**To do:**
Go through the items below and copy out each line that contains the string "grey", leaving out all other lines.

======== Dataset entries

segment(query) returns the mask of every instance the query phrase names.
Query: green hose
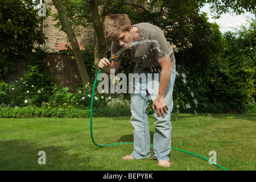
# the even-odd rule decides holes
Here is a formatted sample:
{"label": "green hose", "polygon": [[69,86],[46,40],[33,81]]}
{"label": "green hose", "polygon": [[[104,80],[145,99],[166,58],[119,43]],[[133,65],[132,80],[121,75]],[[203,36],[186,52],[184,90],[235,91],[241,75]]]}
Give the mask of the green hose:
{"label": "green hose", "polygon": [[[110,59],[109,60],[110,60]],[[93,97],[94,97],[94,95],[95,87],[96,86],[97,81],[98,80],[98,76],[100,75],[100,73],[101,73],[101,69],[100,69],[100,71],[98,72],[98,74],[96,76],[96,78],[95,78],[94,84],[93,85],[93,90],[92,90],[92,98],[91,98],[91,102],[90,102],[90,136],[92,138],[92,140],[93,143],[94,143],[94,144],[95,144],[96,146],[100,147],[110,146],[113,146],[113,145],[115,145],[115,144],[133,144],[133,142],[129,142],[129,143],[114,143],[114,144],[109,144],[100,145],[100,144],[98,144],[96,143],[95,143],[94,140],[93,139],[93,132],[92,132],[93,131],[92,131],[92,117],[93,117]],[[152,145],[152,144],[151,144],[151,145]],[[181,151],[181,152],[186,152],[186,153],[188,153],[188,154],[191,154],[191,155],[195,155],[195,156],[196,156],[197,157],[199,157],[199,158],[202,158],[202,159],[203,159],[204,160],[206,160],[208,161],[210,163],[212,163],[212,164],[214,164],[215,166],[217,166],[217,167],[220,167],[220,168],[222,168],[222,169],[223,169],[224,170],[228,171],[227,169],[226,169],[226,168],[220,166],[220,165],[218,165],[218,164],[217,164],[216,163],[214,163],[213,162],[209,161],[208,159],[207,159],[205,158],[204,158],[204,157],[203,157],[201,156],[200,156],[200,155],[199,155],[197,154],[193,154],[193,153],[192,153],[192,152],[187,152],[187,151],[185,151],[184,150],[182,150],[177,149],[177,148],[175,148],[171,147],[171,148],[173,149],[173,150],[177,150],[177,151]]]}

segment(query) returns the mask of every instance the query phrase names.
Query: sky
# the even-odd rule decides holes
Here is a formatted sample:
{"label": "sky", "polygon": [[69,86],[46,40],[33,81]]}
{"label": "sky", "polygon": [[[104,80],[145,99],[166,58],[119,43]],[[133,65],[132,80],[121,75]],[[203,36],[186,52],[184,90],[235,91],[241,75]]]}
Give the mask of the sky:
{"label": "sky", "polygon": [[208,22],[214,23],[214,21],[220,27],[220,30],[223,34],[228,31],[234,32],[233,28],[238,28],[243,24],[246,23],[246,20],[253,18],[255,19],[255,15],[252,13],[246,13],[240,15],[231,15],[230,14],[224,14],[221,15],[221,18],[214,20],[212,18],[213,16],[210,15],[210,10],[209,9],[209,4],[207,4],[203,8],[201,9],[201,11],[207,13],[207,17],[209,19]]}

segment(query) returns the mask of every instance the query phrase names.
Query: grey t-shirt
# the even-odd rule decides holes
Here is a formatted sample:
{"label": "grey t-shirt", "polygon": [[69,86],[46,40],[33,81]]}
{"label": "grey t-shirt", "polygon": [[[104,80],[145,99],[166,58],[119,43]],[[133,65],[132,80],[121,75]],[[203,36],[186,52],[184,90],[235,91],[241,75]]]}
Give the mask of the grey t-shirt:
{"label": "grey t-shirt", "polygon": [[[158,59],[169,54],[172,67],[175,67],[174,51],[161,29],[148,23],[138,23],[134,26],[139,30],[136,42],[138,44],[125,50],[121,55],[122,54],[125,57],[135,62],[141,69],[154,72],[160,69]],[[112,53],[116,53],[121,48],[114,42],[112,42]],[[117,59],[121,60],[122,57],[119,56]]]}

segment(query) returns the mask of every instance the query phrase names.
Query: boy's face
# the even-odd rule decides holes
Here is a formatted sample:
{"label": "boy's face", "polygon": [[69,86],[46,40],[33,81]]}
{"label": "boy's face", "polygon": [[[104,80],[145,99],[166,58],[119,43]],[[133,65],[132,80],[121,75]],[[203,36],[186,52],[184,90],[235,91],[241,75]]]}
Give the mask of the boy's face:
{"label": "boy's face", "polygon": [[133,42],[133,30],[131,26],[130,27],[129,31],[120,31],[117,39],[114,42],[119,46],[126,47],[128,44]]}

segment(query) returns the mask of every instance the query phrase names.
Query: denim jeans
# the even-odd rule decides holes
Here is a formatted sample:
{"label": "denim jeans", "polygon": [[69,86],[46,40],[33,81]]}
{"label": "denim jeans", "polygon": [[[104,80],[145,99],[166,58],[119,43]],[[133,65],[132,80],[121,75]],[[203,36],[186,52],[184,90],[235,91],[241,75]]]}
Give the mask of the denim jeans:
{"label": "denim jeans", "polygon": [[[154,157],[159,160],[169,161],[169,154],[171,148],[171,113],[173,108],[172,91],[176,75],[175,68],[172,68],[170,81],[166,92],[165,99],[168,108],[168,114],[164,113],[164,118],[160,114],[158,116],[156,110],[154,111],[155,132],[153,140]],[[148,126],[148,118],[146,109],[148,106],[148,100],[154,102],[157,98],[160,73],[150,73],[134,68],[133,77],[146,77],[146,80],[134,81],[131,84],[133,91],[131,93],[131,123],[133,126],[134,151],[131,153],[135,159],[147,159],[151,156],[150,136]],[[138,73],[138,74],[136,74]],[[142,74],[143,73],[143,74]],[[142,79],[143,80],[143,79]],[[131,80],[133,80],[133,78]]]}

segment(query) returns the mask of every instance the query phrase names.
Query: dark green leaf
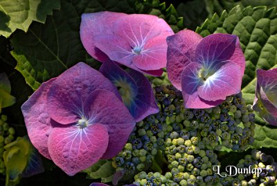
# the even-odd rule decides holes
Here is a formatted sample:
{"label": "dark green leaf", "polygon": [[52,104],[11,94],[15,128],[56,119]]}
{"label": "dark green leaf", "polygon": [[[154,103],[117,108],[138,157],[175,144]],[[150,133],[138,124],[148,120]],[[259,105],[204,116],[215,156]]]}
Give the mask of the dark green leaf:
{"label": "dark green leaf", "polygon": [[80,18],[71,3],[62,3],[46,24],[34,23],[27,33],[12,38],[16,69],[34,90],[80,61],[88,62],[79,36]]}
{"label": "dark green leaf", "polygon": [[9,37],[17,28],[27,31],[33,21],[44,23],[59,0],[0,0],[0,35]]}
{"label": "dark green leaf", "polygon": [[100,160],[84,171],[88,174],[88,178],[101,178],[102,182],[107,183],[111,181],[112,176],[116,172],[116,169],[112,167],[111,161]]}
{"label": "dark green leaf", "polygon": [[230,11],[236,6],[240,6],[242,8],[249,6],[253,7],[266,6],[269,8],[277,6],[277,0],[204,0],[206,10],[210,15],[215,12],[221,14],[223,10]]}
{"label": "dark green leaf", "polygon": [[255,148],[277,147],[277,128],[271,126],[256,125],[255,128]]}
{"label": "dark green leaf", "polygon": [[[33,90],[78,62],[89,63],[96,69],[99,67],[100,63],[89,56],[80,40],[82,12],[100,10],[148,12],[156,14],[175,25],[181,20],[177,17],[173,6],[166,8],[165,3],[159,4],[159,1],[141,1],[134,4],[133,0],[71,1],[62,1],[60,11],[55,11],[44,25],[34,23],[27,33],[18,32],[11,40],[15,48],[12,55],[18,62],[16,69]],[[160,8],[159,12],[154,11],[155,8]],[[175,26],[175,30],[178,28]]]}
{"label": "dark green leaf", "polygon": [[[277,14],[275,8],[236,6],[230,12],[212,19],[197,28],[202,36],[213,33],[237,35],[246,59],[242,91],[247,103],[253,103],[256,71],[275,67],[277,62]],[[247,93],[247,94],[246,94]]]}
{"label": "dark green leaf", "polygon": [[203,0],[181,3],[177,6],[177,10],[178,15],[184,17],[184,27],[190,30],[195,30],[208,15]]}
{"label": "dark green leaf", "polygon": [[[242,92],[247,103],[255,97],[257,69],[277,67],[277,13],[275,8],[266,6],[242,8],[236,6],[221,17],[215,14],[196,31],[202,36],[213,33],[237,35],[246,59]],[[256,114],[255,147],[277,147],[277,129],[265,126],[265,121]]]}

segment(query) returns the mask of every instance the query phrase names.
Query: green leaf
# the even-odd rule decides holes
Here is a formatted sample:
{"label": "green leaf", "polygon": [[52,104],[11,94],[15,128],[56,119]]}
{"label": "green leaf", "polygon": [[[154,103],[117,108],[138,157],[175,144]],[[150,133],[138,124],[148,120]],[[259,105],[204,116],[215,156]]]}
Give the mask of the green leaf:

================

**Solution for this exercise:**
Query: grey t-shirt
{"label": "grey t-shirt", "polygon": [[69,86],[46,40],[33,81]]}
{"label": "grey t-shirt", "polygon": [[[104,80],[145,99],[166,58],[119,43]],[[133,65],[132,80],[121,75]],[[203,36],[186,52],[184,90],[235,91],[241,75]]]}
Give the mask of the grey t-shirt:
{"label": "grey t-shirt", "polygon": [[[158,59],[169,54],[172,67],[175,67],[174,51],[161,29],[148,23],[138,23],[134,26],[139,30],[136,42],[138,44],[125,50],[121,55],[122,54],[125,57],[135,62],[141,69],[154,72],[160,69]],[[112,53],[116,53],[121,48],[114,42],[112,42]],[[117,59],[121,60],[122,57],[119,56]]]}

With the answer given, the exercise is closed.